City in Anderson County, Kansas

Lone Elm is a city in Lone Elm Township, Anderson County, Kansas, United States. As of the 2020 census, the population of the city was 27.

==History==
A post office was opened in Lone Elm in 1879, and remained in operation until it was discontinued in 1956.

Circa 1910, Lone Elm had a bank, a dozen retail establishments, and a population of 175.

==Geography==
According to the United States Census Bureau, the city has a total area of 0.08 sqmi, all land.

==Demographics==

Historical population
| Census | Pop. | Note | %± |
| 1930 | 131 |  | — |
| 1940 | 97 |  | −26.0% |
| 1950 | 82 |  | −15.5% |
| 1960 | 69 |  | −15.9% |
| 1970 | 66 |  | −4.3% |
| 1980 | 55 |  | −16.7% |
| 1990 | 32 |  | −41.8% |
| 2000 | 27 |  | −15.6% |
| 2010 | 25 |  | −7.4% |
| 2020 | 27 |  | 8.0% |
U.S. Decennial Census

===2020 census===
The 2020 United States census counted 27 people, 12 households, and 10 families in Lone Elm. The population density was 397.1 per square mile (153.3/km^{2}). There were 14 housing units at an average density of 205.9 per square mile (79.5/km^{2}). The racial makeup was 88.89% (24) white or European American (88.89% non-Hispanic white), 0.0% (0) black or African-American, 0.0% (0) Native American or Alaska Native, 0.0% (0) Asian, 0.0% (0) Pacific Islander or Native Hawaiian, 3.7% (1) from other races, and 7.41% (2) from two or more races. Hispanic or Latino of any race was 0.0% (0) of the population.

Work instruction A.
Decide whether each statement below agrees with the article on Lone Elm, Kansas. Answer yes or no for each and quote the words of the article that decide it.
(i) The post office in Lone Elm was discontinued in 1956.
(ii) Part of the city's total area is water.
(iii) The 2020 census counted 14 housing units in Lone Elm.
Work instruction B. According to the article on Lone Elm, Kansas, how many households did the 2020 census count in the city?
Work instruction C. Extend the article on Lone Elm, Kansas, beyond its final sentence.

Data supplied.
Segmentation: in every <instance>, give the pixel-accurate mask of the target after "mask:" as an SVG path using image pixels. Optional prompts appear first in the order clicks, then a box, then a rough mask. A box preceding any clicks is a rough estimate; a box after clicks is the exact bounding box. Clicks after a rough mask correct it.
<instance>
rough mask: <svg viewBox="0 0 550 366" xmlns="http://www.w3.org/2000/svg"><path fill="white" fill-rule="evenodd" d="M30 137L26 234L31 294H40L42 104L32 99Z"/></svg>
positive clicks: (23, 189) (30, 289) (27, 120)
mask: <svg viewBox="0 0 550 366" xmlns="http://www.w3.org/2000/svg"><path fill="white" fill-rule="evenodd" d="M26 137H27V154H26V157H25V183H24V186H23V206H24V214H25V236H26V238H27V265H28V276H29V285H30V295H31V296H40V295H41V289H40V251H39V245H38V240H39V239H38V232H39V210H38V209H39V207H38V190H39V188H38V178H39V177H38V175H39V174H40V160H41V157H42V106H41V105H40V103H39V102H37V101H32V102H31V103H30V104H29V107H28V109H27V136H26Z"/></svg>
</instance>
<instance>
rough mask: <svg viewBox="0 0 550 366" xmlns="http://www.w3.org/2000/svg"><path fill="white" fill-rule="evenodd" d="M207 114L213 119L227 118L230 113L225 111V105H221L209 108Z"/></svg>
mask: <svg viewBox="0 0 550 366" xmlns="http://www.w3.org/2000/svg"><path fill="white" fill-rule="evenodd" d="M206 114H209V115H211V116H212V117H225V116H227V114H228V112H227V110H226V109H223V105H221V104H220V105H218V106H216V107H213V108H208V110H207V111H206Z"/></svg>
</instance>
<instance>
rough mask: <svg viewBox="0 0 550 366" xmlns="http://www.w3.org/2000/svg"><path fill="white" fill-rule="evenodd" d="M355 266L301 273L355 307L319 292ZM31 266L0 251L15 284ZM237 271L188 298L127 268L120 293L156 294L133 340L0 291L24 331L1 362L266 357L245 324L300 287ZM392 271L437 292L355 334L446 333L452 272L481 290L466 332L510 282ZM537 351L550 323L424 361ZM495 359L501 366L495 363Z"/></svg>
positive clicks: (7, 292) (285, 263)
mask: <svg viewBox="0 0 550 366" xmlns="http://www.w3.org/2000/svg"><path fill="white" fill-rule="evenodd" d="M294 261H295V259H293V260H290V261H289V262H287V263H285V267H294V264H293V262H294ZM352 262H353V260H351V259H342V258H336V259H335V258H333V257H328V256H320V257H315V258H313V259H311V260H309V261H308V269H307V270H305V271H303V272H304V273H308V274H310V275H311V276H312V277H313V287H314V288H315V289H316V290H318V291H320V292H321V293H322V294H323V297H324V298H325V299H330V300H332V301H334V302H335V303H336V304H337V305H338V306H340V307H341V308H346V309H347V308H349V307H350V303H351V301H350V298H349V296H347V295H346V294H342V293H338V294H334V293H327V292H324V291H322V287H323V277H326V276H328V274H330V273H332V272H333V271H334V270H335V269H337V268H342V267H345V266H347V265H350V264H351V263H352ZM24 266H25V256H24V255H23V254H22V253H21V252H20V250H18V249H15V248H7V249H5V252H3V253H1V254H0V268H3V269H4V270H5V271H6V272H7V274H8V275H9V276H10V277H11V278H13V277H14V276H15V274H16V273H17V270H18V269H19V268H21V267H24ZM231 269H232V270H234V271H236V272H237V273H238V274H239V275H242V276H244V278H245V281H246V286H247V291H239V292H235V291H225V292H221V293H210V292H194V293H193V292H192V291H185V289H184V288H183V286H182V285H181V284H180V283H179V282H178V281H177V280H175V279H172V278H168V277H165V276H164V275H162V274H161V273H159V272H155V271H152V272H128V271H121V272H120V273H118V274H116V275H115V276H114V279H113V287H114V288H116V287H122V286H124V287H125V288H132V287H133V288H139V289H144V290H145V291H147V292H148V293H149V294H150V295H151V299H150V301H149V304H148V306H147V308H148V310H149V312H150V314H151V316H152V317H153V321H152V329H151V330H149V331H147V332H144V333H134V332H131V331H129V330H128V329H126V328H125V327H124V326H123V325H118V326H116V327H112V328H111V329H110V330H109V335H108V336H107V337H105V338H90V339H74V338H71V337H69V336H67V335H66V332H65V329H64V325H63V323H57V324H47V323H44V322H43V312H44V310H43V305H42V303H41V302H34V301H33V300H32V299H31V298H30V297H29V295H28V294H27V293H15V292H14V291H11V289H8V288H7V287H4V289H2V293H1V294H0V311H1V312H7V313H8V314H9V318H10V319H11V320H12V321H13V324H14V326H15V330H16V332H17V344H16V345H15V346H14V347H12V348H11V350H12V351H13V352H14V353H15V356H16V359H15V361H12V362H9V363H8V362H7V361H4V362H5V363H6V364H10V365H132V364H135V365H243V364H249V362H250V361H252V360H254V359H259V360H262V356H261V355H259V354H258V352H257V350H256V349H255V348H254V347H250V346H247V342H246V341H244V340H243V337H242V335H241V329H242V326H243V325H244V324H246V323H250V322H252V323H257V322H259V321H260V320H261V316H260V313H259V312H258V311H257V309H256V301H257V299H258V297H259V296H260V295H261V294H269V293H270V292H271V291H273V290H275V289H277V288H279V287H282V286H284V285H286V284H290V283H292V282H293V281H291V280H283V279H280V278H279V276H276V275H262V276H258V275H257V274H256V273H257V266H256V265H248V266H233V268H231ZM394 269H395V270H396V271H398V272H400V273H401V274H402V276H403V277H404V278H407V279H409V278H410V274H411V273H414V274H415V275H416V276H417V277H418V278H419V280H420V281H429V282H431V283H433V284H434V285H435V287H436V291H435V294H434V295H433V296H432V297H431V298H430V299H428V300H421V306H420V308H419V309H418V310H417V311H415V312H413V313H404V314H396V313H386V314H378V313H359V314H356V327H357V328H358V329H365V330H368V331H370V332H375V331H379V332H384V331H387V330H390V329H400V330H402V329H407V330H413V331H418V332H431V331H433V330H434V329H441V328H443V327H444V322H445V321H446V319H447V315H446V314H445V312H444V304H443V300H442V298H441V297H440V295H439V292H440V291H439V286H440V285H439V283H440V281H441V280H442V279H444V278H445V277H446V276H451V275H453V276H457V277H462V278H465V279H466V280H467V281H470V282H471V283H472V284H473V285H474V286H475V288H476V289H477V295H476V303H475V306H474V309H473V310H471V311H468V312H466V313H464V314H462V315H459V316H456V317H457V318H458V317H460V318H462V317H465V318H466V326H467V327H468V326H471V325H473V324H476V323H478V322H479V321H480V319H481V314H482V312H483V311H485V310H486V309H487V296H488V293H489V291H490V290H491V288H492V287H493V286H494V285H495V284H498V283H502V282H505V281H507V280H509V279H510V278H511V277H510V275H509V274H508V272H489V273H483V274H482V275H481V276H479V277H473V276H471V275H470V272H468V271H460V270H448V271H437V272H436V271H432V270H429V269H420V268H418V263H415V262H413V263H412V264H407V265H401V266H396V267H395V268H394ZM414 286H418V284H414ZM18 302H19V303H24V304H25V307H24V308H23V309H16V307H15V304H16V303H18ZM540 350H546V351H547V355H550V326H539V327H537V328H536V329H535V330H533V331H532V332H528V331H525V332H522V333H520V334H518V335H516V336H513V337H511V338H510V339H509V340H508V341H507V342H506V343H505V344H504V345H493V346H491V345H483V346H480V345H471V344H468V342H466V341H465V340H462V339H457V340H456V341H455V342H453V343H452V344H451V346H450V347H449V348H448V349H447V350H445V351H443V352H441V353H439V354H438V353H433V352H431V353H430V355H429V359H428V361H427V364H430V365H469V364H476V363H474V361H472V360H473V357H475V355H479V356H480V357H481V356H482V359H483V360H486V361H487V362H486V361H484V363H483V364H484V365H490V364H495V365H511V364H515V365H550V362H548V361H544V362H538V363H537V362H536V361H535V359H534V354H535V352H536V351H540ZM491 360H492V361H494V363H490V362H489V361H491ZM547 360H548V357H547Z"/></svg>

Exercise response A.
(i) Yes: "remained in operation until it was discontinued in 1956."
(ii) No: "the city has a total area of 0.08 sqmi, all land."
(iii) Yes: "There were 14 housing units"

Exercise response B. 12 households.

Exercise response C.
Of the 12 households, 50.0% had children under the age of 18; 58.3% were married couples living together; 16.7% had a female householder with no spouse or partner present. 16.7% of households consisted of individuals and 8.3% had someone living alone who was 65 years of age or older. The average household size was 1.3 and the average family size was 2.0.

29.6% of the population was under the age of 18, 3.7% from 18 to 24, 25.9% from 25 to 44, 18.5% from 45 to 64, and 22.2% who were 65 years of age or older. The median age was 42.2 years. For every 100 females, there were 125.0 males. For every 100 females ages 18 and older, there were 137.5 males.

===2010 census===
As of the census of 2010, there were 25 people, 12 households, and 7 families residing in the city. The population density was 312.5 PD/sqmi. There were 18 housing units at an average density of 225.0 /sqmi. The racial makeup of the city was 100.0% White.

There were 12 households, of which 33.3% had children under the age of 18 living with them, 50.0% were married couples living together, 8.3% had a female householder with no husband present, and 41.7% were non-families. 41.7% of all households were made up of individuals, and 33.3% had someone living alone who was 65 years of age or older. The average household size was 2.08 and the average family size was 2.71.

The median age in the city was 46.8 years. 24% of residents were under the age of 18; 0.0% were between the ages of 18 and 24; 20% were from 25 to 44; 32% were from 45 to 64; and 24% were 65 years of age or older. The gender makeup of the city was 44.0% male and 56.0% female.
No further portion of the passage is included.